» **Your task**
Lay out the listing below as a numbered list, leaving out any blank lines.

* Begin *

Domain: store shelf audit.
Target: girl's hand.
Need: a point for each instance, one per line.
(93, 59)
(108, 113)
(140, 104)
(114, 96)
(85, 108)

* End *

» **Written reply**
1. Domain: store shelf audit.
2. Target: girl's hand.
3. Need: a point for each instance, one per line.
4. (93, 59)
5. (108, 113)
6. (140, 104)
7. (114, 96)
8. (85, 108)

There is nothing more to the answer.